> Task description: Your output is to consist only of the line containing "woman's face, given" and the lines after it, through the end of the data, reproduced exactly.
=== Data shown ===
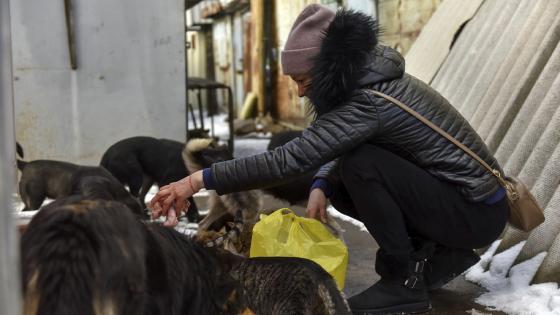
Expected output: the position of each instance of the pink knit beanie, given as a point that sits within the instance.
(304, 40)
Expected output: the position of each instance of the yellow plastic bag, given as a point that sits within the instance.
(285, 234)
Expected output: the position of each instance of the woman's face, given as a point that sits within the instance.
(303, 81)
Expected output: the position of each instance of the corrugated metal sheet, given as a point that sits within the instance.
(503, 74)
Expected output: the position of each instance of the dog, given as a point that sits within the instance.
(296, 191)
(139, 162)
(81, 256)
(202, 153)
(56, 179)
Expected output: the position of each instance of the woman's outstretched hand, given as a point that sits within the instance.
===
> Result below:
Expected output: the position of each instance of the woman's face, given as a point that sits within the instance.
(303, 81)
Expected output: the position of each instance of the corrugated metal sheet, given as a point that sits within the instance.
(503, 74)
Expected output: the position of each instance of the dog, given as a point that sits within the instance.
(296, 191)
(139, 162)
(81, 256)
(202, 153)
(56, 179)
Expected output: the position of each instance of the woman's outstretched hand, given as a point that sits within the instance.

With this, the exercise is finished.